**Exercise directions**
Transcribe every record verbatim; no pictures.

**Referring expression data**
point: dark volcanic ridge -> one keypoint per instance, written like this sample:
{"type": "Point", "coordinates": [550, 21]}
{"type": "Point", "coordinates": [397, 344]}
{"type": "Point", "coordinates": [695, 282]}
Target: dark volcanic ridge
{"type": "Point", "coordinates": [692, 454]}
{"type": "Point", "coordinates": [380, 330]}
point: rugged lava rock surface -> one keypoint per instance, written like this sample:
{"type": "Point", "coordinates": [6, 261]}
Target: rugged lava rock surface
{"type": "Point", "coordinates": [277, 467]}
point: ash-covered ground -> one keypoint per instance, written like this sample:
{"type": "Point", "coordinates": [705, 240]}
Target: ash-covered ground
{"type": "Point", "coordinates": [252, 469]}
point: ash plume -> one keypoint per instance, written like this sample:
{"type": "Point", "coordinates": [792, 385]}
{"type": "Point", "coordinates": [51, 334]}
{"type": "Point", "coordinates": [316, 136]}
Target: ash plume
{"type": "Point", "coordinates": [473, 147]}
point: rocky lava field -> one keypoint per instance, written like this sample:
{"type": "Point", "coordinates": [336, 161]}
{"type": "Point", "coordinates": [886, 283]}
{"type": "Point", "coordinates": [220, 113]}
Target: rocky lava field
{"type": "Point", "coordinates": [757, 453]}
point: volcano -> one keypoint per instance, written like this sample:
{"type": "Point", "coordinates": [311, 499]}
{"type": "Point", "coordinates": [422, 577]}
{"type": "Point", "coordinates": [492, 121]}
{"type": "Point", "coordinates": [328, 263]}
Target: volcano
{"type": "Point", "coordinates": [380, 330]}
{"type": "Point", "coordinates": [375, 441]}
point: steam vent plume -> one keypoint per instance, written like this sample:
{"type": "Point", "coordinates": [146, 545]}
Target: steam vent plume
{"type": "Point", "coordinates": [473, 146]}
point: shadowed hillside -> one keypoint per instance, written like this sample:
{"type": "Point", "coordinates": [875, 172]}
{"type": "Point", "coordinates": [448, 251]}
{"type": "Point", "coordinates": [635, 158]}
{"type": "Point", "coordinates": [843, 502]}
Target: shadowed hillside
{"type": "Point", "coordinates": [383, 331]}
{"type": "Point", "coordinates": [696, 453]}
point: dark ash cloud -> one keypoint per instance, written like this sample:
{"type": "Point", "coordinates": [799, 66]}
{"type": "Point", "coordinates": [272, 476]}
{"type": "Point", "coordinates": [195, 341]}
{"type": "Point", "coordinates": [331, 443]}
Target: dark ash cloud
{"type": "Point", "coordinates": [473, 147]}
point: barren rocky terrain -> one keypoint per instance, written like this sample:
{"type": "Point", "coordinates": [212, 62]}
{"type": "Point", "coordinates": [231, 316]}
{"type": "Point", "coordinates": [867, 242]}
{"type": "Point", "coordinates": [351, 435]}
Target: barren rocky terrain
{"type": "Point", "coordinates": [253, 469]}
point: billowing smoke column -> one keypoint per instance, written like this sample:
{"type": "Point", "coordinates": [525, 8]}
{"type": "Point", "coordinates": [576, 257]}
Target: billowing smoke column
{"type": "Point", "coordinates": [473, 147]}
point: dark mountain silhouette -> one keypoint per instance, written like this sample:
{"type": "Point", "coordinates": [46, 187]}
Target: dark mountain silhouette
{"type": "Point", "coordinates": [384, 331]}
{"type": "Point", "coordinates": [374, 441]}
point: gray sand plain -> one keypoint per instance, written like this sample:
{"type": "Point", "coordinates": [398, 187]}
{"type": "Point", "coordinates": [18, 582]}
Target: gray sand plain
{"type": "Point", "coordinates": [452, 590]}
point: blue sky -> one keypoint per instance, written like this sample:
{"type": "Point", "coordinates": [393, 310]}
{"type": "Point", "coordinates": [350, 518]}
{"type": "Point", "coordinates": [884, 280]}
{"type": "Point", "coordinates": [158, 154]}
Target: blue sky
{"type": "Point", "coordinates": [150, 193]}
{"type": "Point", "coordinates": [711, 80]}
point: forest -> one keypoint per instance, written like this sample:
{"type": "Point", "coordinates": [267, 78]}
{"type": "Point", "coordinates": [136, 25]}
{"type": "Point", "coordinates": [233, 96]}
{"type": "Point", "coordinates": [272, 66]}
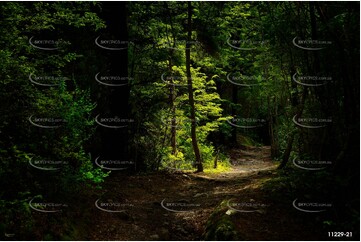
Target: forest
{"type": "Point", "coordinates": [180, 120]}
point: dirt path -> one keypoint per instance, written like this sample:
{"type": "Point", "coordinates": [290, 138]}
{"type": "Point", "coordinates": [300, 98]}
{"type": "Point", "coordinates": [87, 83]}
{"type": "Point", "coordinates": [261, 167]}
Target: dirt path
{"type": "Point", "coordinates": [176, 206]}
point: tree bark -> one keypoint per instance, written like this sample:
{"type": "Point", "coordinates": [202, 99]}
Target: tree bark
{"type": "Point", "coordinates": [190, 92]}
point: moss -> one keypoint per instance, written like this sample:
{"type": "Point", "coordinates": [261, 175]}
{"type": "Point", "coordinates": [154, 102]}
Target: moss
{"type": "Point", "coordinates": [220, 226]}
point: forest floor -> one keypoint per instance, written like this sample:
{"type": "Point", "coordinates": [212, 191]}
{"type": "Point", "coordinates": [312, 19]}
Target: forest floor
{"type": "Point", "coordinates": [144, 207]}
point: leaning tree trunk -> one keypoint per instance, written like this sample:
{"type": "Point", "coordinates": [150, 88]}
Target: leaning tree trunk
{"type": "Point", "coordinates": [190, 92]}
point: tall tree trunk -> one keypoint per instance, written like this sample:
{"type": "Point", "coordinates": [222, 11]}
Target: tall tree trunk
{"type": "Point", "coordinates": [190, 92]}
{"type": "Point", "coordinates": [173, 109]}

**Problem solution**
point: dark volcanic ridge -> one keypoint per instance, written like this sample:
{"type": "Point", "coordinates": [550, 21]}
{"type": "Point", "coordinates": [397, 344]}
{"type": "Point", "coordinates": [695, 282]}
Target: dark volcanic ridge
{"type": "Point", "coordinates": [692, 454]}
{"type": "Point", "coordinates": [380, 330]}
point: rugged lava rock surface -> one keypoint per instance, written like this sample:
{"type": "Point", "coordinates": [6, 261]}
Target: rugged lava rock surface
{"type": "Point", "coordinates": [277, 467]}
point: ash-covered ground -> one keypoint per instance, written like this sample:
{"type": "Point", "coordinates": [705, 240]}
Target: ash-covered ground
{"type": "Point", "coordinates": [252, 469]}
point: ash plume -> one keypoint per instance, written like this sample:
{"type": "Point", "coordinates": [792, 385]}
{"type": "Point", "coordinates": [51, 334]}
{"type": "Point", "coordinates": [316, 136]}
Target: ash plume
{"type": "Point", "coordinates": [473, 147]}
point: rocky lava field -> one keypoint per instance, written like this sample:
{"type": "Point", "coordinates": [336, 161]}
{"type": "Point", "coordinates": [886, 283]}
{"type": "Point", "coordinates": [220, 113]}
Target: rocky lava field
{"type": "Point", "coordinates": [757, 453]}
point: volcano -> one keypoint per instance, written like this sample:
{"type": "Point", "coordinates": [311, 499]}
{"type": "Point", "coordinates": [422, 577]}
{"type": "Point", "coordinates": [492, 121]}
{"type": "Point", "coordinates": [328, 263]}
Target: volcano
{"type": "Point", "coordinates": [380, 330]}
{"type": "Point", "coordinates": [375, 441]}
point: steam vent plume -> one keypoint per instance, written like this sample:
{"type": "Point", "coordinates": [146, 545]}
Target: steam vent plume
{"type": "Point", "coordinates": [473, 146]}
point: shadowed hillside -> one keypoint per instance, written like this sample:
{"type": "Point", "coordinates": [875, 172]}
{"type": "Point", "coordinates": [448, 251]}
{"type": "Point", "coordinates": [635, 158]}
{"type": "Point", "coordinates": [843, 502]}
Target: shadowed hillside
{"type": "Point", "coordinates": [383, 331]}
{"type": "Point", "coordinates": [696, 453]}
point: dark ash cloud -> one keypoint per instance, written like this sample:
{"type": "Point", "coordinates": [799, 66]}
{"type": "Point", "coordinates": [272, 476]}
{"type": "Point", "coordinates": [195, 341]}
{"type": "Point", "coordinates": [331, 443]}
Target: dark ash cloud
{"type": "Point", "coordinates": [473, 147]}
point: barren rocky terrain -> one keypoint per instance, written like this sample:
{"type": "Point", "coordinates": [212, 62]}
{"type": "Point", "coordinates": [231, 316]}
{"type": "Point", "coordinates": [867, 242]}
{"type": "Point", "coordinates": [351, 435]}
Target: barren rocky terrain
{"type": "Point", "coordinates": [253, 469]}
point: billowing smoke column -> one keypoint per instance, written like this sample:
{"type": "Point", "coordinates": [525, 8]}
{"type": "Point", "coordinates": [576, 257]}
Target: billowing smoke column
{"type": "Point", "coordinates": [473, 147]}
point: dark mountain silhouette -> one keypoint per instance, written like this sample:
{"type": "Point", "coordinates": [46, 187]}
Target: dark mountain silhouette
{"type": "Point", "coordinates": [384, 331]}
{"type": "Point", "coordinates": [374, 441]}
point: gray sand plain -> one keypoint per instance, written like this sample:
{"type": "Point", "coordinates": [398, 187]}
{"type": "Point", "coordinates": [18, 582]}
Target: gray sand plain
{"type": "Point", "coordinates": [452, 590]}
point: blue sky -> one keypoint per instance, written like this sample:
{"type": "Point", "coordinates": [393, 310]}
{"type": "Point", "coordinates": [350, 518]}
{"type": "Point", "coordinates": [884, 280]}
{"type": "Point", "coordinates": [158, 154]}
Target: blue sky
{"type": "Point", "coordinates": [150, 193]}
{"type": "Point", "coordinates": [711, 80]}
point: forest -> one keypoint per instance, written like this sample:
{"type": "Point", "coordinates": [267, 78]}
{"type": "Point", "coordinates": [136, 25]}
{"type": "Point", "coordinates": [233, 96]}
{"type": "Point", "coordinates": [272, 66]}
Target: forest
{"type": "Point", "coordinates": [180, 120]}
point: dirt path -> one keypoint per instance, written like this sample:
{"type": "Point", "coordinates": [290, 138]}
{"type": "Point", "coordinates": [300, 98]}
{"type": "Point", "coordinates": [87, 83]}
{"type": "Point", "coordinates": [261, 167]}
Target: dirt path
{"type": "Point", "coordinates": [176, 206]}
point: tree bark -> one keypoint per instance, written like this sample:
{"type": "Point", "coordinates": [202, 99]}
Target: tree bark
{"type": "Point", "coordinates": [190, 92]}
point: moss -> one keypoint per instance, written like this sample:
{"type": "Point", "coordinates": [261, 175]}
{"type": "Point", "coordinates": [154, 102]}
Target: moss
{"type": "Point", "coordinates": [220, 226]}
point: forest floor -> one keypoint per instance, written like this sample:
{"type": "Point", "coordinates": [212, 191]}
{"type": "Point", "coordinates": [312, 19]}
Target: forest floor
{"type": "Point", "coordinates": [144, 207]}
point: leaning tree trunk -> one keypoint per instance, written like this sample:
{"type": "Point", "coordinates": [150, 88]}
Target: leaning tree trunk
{"type": "Point", "coordinates": [190, 92]}
point: tall tree trunk -> one keypoint per instance, written like this sample:
{"type": "Point", "coordinates": [222, 11]}
Target: tall tree trunk
{"type": "Point", "coordinates": [190, 92]}
{"type": "Point", "coordinates": [173, 109]}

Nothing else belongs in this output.